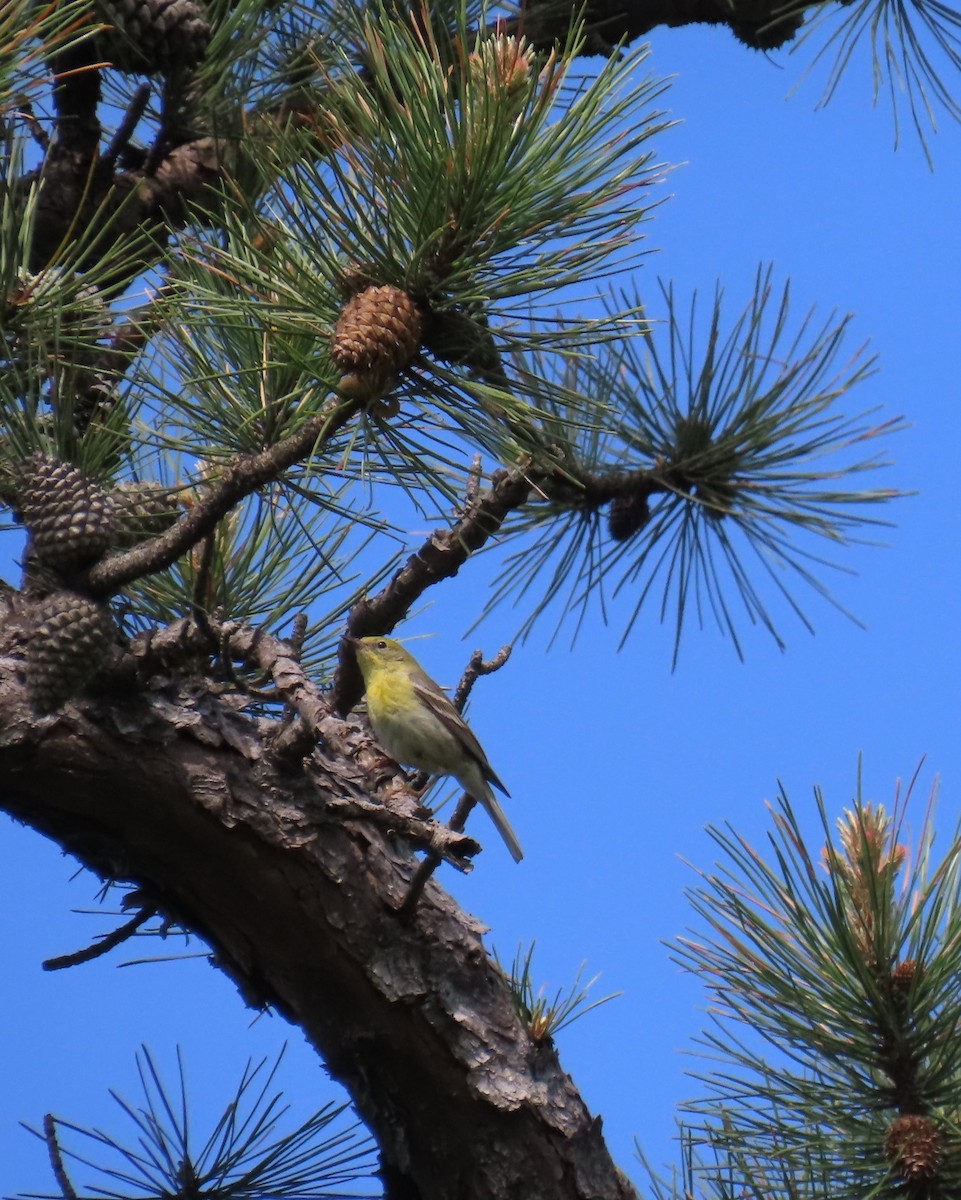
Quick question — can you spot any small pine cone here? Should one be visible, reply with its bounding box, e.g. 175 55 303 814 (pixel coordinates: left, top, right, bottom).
97 0 211 74
26 592 115 713
891 959 918 1001
884 1116 943 1183
112 484 184 547
607 492 650 541
331 284 424 383
17 454 115 571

________________________________________

Pull the text lines from the entries above and reproduce them word for word, leaving out the pictures.

Quick question — can you spot any small pine cone here? Should one be visible, reply with its bounding box, e.g. 175 55 303 814 (pixel coordinates: left, top, right, bottom).
97 0 211 74
26 592 115 713
891 959 918 1001
884 1116 943 1183
112 484 184 547
607 492 650 541
331 284 424 383
17 454 115 571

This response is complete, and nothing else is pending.